╭─ Dataset records

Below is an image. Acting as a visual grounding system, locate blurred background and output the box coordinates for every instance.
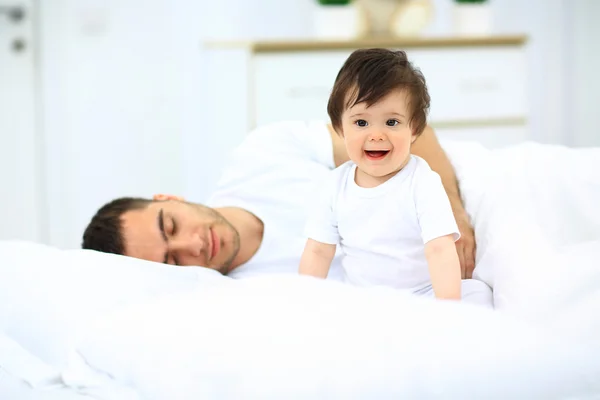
[0,0,598,249]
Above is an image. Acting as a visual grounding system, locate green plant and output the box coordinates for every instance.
[454,0,488,3]
[317,0,352,5]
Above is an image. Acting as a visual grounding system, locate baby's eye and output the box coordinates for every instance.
[354,119,368,127]
[386,119,400,127]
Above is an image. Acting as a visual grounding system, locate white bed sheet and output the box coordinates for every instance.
[0,241,230,370]
[442,140,600,344]
[0,371,116,400]
[1,140,599,399]
[0,330,138,400]
[62,276,600,399]
[0,374,83,400]
[441,140,600,249]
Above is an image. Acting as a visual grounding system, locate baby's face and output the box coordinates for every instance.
[341,89,416,187]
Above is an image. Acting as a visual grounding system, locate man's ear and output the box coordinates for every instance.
[153,194,185,202]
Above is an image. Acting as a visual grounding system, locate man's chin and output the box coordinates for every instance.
[208,258,230,275]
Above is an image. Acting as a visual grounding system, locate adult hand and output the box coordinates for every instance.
[454,210,476,279]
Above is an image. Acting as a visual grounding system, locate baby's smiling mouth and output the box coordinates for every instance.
[364,150,390,160]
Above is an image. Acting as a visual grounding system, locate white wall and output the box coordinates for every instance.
[40,0,204,248]
[569,0,600,147]
[38,0,318,249]
[202,0,312,40]
[35,0,593,249]
[0,0,43,243]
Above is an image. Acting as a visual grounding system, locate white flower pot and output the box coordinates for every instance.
[452,3,492,36]
[313,4,361,40]
[358,0,398,36]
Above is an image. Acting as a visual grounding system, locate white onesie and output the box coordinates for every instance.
[305,155,492,307]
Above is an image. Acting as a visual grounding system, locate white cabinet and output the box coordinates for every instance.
[205,35,529,149]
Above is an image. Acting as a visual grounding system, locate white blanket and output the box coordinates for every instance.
[61,141,600,398]
[443,140,600,343]
[1,140,599,398]
[64,276,600,399]
[0,330,136,400]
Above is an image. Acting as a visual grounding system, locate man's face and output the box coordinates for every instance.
[120,199,240,274]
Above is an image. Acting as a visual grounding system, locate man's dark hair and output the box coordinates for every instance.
[82,197,152,255]
[327,48,431,136]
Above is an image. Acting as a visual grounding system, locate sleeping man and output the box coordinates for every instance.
[82,120,477,281]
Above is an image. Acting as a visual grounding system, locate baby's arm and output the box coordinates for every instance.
[424,234,462,300]
[413,162,463,300]
[300,167,343,278]
[299,239,336,278]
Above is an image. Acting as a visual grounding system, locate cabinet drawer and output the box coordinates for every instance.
[252,47,527,127]
[253,51,345,126]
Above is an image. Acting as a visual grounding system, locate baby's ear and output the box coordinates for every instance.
[153,194,185,202]
[328,122,344,138]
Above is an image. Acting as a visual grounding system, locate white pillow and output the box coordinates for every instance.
[491,143,600,247]
[443,141,600,343]
[66,276,600,399]
[494,239,600,344]
[0,240,231,369]
[439,139,498,285]
[549,241,600,342]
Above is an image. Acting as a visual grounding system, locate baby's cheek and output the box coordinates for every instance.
[401,136,414,152]
[345,140,364,158]
[347,150,363,165]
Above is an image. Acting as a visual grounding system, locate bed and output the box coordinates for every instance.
[1,140,599,399]
[0,328,136,399]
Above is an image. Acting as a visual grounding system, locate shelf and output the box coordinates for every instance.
[203,35,528,53]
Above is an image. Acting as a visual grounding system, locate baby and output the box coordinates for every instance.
[299,48,492,307]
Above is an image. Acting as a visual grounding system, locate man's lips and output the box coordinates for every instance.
[210,228,220,260]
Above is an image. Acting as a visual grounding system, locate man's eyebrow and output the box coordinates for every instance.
[157,208,169,264]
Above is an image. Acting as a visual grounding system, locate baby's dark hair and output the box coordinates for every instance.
[327,48,430,136]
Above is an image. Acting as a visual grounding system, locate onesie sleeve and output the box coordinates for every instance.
[414,170,461,244]
[303,171,340,245]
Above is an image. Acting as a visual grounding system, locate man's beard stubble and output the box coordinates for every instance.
[194,203,241,275]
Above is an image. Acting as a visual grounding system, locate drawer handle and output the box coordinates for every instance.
[286,86,331,98]
[458,78,499,93]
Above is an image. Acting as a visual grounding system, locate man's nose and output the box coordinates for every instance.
[171,233,205,257]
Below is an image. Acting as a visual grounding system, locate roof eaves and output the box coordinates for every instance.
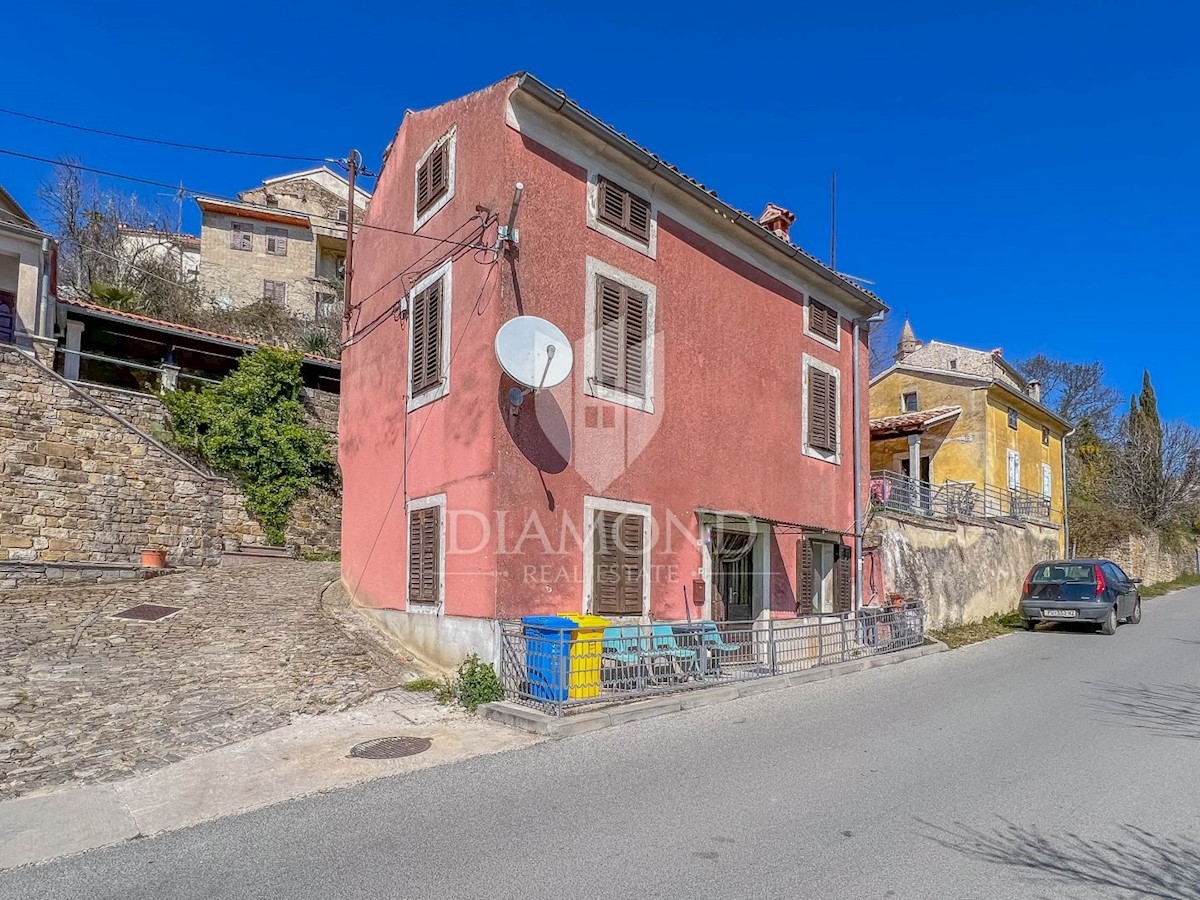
[513,73,887,316]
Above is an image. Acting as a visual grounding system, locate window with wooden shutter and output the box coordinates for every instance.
[808,298,838,343]
[597,177,651,242]
[230,221,252,251]
[591,509,645,616]
[410,277,444,395]
[807,366,838,453]
[408,505,441,604]
[834,546,853,613]
[416,143,449,216]
[594,275,647,398]
[265,226,288,257]
[263,280,286,303]
[796,540,814,615]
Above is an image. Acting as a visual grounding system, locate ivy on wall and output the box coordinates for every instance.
[162,348,337,545]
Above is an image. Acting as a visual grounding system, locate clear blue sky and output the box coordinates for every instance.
[3,1,1196,421]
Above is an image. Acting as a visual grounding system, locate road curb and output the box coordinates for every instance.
[479,640,949,737]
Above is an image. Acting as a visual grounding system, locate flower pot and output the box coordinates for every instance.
[141,549,167,568]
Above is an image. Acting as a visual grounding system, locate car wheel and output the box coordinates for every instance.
[1101,607,1117,636]
[1130,598,1142,625]
[1024,619,1036,631]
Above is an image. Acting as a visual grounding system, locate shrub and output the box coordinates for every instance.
[435,654,504,712]
[162,347,338,545]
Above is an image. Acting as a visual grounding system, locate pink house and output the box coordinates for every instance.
[340,75,888,666]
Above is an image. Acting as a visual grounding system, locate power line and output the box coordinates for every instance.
[1,148,488,250]
[0,107,332,162]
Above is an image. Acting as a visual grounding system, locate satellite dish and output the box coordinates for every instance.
[494,316,573,390]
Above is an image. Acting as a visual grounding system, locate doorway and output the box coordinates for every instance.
[900,455,933,512]
[709,527,761,622]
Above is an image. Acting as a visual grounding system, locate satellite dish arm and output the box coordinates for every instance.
[535,344,556,393]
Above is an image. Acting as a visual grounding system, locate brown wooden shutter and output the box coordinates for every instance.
[796,539,814,615]
[808,368,830,451]
[834,545,853,613]
[408,505,440,604]
[417,144,449,216]
[0,291,14,344]
[411,279,444,395]
[809,298,838,342]
[594,276,647,398]
[597,177,651,242]
[592,510,643,616]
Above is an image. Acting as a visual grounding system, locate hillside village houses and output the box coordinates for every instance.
[197,167,370,320]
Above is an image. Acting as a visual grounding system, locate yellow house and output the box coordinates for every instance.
[869,322,1073,547]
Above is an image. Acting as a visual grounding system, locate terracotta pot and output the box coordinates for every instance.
[141,549,167,568]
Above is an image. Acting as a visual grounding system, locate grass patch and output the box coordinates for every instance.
[931,610,1024,649]
[1141,573,1200,599]
[402,676,443,693]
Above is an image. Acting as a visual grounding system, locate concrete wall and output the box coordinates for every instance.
[341,76,879,643]
[869,511,1061,629]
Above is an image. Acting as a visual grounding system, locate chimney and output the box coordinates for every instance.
[894,318,922,363]
[758,204,796,242]
[1029,379,1042,403]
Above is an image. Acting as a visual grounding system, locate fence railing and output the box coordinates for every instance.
[869,469,1057,524]
[498,603,927,715]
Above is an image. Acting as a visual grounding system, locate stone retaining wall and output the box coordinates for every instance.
[868,512,1062,629]
[1097,530,1199,586]
[0,348,342,588]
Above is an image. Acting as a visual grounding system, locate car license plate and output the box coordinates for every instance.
[1042,609,1077,618]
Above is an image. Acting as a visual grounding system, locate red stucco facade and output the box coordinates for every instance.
[340,76,884,658]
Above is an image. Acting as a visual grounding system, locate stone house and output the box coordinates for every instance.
[197,167,370,319]
[116,226,202,284]
[869,320,1072,547]
[340,73,889,666]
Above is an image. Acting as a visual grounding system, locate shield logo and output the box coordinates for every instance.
[533,330,665,494]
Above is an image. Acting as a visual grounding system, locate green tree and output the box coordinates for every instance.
[162,348,337,544]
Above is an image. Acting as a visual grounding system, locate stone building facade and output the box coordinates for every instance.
[197,167,370,320]
[0,345,341,588]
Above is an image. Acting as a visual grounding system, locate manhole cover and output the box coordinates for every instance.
[348,736,432,760]
[112,603,183,622]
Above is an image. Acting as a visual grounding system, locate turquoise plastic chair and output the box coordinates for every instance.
[699,621,740,653]
[602,626,644,690]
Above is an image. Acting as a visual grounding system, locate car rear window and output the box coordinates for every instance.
[1031,564,1096,584]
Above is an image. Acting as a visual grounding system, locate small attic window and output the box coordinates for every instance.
[948,359,958,370]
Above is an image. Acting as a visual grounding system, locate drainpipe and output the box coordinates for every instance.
[1061,427,1075,557]
[852,312,886,609]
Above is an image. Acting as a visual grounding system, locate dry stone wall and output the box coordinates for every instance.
[1098,530,1199,586]
[0,350,341,587]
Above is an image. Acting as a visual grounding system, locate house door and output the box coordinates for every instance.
[711,530,756,622]
[0,292,14,344]
[900,456,932,511]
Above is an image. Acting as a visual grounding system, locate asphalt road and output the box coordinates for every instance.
[7,587,1200,900]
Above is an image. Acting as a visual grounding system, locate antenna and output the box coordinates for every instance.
[830,171,837,271]
[494,315,574,399]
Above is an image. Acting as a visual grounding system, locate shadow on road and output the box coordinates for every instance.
[1087,681,1200,740]
[922,819,1200,899]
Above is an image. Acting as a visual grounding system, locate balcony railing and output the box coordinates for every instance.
[869,469,1059,524]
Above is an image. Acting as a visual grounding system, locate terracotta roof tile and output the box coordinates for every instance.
[869,405,961,436]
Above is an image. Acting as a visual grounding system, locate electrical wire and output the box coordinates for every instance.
[2,148,491,251]
[0,107,332,162]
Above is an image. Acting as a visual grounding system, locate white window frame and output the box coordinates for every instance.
[582,495,653,619]
[804,294,841,350]
[585,169,658,259]
[583,256,657,414]
[405,493,447,614]
[901,390,918,413]
[413,126,457,231]
[801,353,842,465]
[406,259,453,412]
[1007,448,1021,491]
[1042,462,1053,501]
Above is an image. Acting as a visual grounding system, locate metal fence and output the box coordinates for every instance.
[869,469,1056,524]
[498,602,927,715]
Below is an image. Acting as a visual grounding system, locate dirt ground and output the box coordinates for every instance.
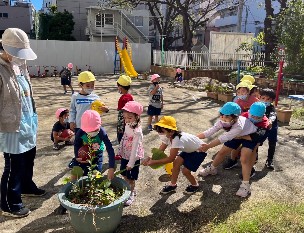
[0,76,304,233]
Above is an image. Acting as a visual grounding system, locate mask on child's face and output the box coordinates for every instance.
[219,120,233,128]
[237,95,248,100]
[126,122,137,128]
[64,118,69,123]
[249,117,262,124]
[158,133,167,142]
[83,88,94,95]
[87,130,99,137]
[261,101,271,107]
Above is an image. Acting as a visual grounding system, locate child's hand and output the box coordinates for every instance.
[107,168,114,180]
[200,144,210,152]
[75,157,89,163]
[142,157,151,166]
[70,122,76,131]
[268,121,273,129]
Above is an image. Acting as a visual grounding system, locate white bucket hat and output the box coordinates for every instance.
[1,28,37,60]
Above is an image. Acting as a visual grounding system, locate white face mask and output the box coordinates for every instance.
[64,118,69,123]
[219,120,233,128]
[87,131,99,137]
[11,56,26,66]
[84,88,94,95]
[158,134,168,142]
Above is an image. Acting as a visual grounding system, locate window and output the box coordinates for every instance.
[0,13,2,17]
[102,13,113,27]
[134,16,143,27]
[95,14,101,27]
[2,13,8,18]
[46,3,47,7]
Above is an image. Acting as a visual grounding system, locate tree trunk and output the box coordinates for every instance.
[182,14,192,51]
[264,0,276,67]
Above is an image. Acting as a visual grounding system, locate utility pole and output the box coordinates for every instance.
[237,0,244,32]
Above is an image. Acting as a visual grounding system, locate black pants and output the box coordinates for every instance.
[1,147,38,212]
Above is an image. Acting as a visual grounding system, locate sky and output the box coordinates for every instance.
[30,0,43,10]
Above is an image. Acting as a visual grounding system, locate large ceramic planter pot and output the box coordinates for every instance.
[276,108,293,123]
[207,92,218,100]
[218,93,234,102]
[58,177,131,233]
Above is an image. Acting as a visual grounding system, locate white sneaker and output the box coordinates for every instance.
[198,165,217,177]
[124,192,135,206]
[236,183,251,198]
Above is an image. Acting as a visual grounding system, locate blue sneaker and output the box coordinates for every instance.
[148,125,153,131]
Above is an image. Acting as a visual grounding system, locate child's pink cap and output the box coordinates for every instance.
[151,74,160,82]
[122,101,143,116]
[67,63,73,69]
[81,110,102,132]
[176,68,182,73]
[55,108,68,119]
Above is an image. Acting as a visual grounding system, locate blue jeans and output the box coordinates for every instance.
[1,147,38,212]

╰─

What you have to do
The answer must be the line containing "locate blue jeans" and every line after it through the end of the records, repeated exactly.

Reply to the task
Above is an image. Acting as a visual grounding system, locate blue jeans and output the box coordinates for every instance.
[1,147,38,212]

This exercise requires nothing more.